__Your task__: Reproduce the listing below verbatim, beginning with the line that contains "of the sandy" and continuing through the final line of the listing.

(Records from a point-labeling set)
* start *

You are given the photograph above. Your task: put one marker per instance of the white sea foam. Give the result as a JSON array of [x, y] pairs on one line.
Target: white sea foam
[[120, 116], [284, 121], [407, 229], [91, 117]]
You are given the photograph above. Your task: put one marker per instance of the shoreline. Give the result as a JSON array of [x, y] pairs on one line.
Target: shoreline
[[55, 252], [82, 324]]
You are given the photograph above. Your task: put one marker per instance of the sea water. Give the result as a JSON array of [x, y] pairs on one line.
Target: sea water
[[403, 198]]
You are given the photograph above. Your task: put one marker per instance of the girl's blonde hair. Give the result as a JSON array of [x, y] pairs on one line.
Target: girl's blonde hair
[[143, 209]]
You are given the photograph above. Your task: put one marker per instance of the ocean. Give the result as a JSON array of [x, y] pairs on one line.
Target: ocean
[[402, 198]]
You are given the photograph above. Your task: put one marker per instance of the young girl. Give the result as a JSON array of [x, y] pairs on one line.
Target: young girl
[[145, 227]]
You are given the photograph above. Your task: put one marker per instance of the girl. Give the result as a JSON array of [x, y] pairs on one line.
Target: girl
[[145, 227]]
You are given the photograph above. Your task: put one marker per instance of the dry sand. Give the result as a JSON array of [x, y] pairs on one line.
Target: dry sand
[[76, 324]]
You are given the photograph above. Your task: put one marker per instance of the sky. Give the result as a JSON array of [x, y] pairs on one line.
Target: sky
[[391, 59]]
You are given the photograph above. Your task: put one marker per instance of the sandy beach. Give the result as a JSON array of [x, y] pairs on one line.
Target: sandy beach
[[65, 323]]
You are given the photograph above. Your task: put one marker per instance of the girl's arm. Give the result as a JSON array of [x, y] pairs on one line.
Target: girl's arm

* end *

__Exercise answer__:
You are given the photograph above. Your task: put one marker per instance of the sandy beach. Give the result as a JSON array of [x, y] pairs on one line.
Target: sandy beach
[[65, 323]]
You are given the photograph above. Your task: put one marker per instance of the girl's arm. Give the result as a JSON array of [x, y] pairs on one line.
Target: girl's arm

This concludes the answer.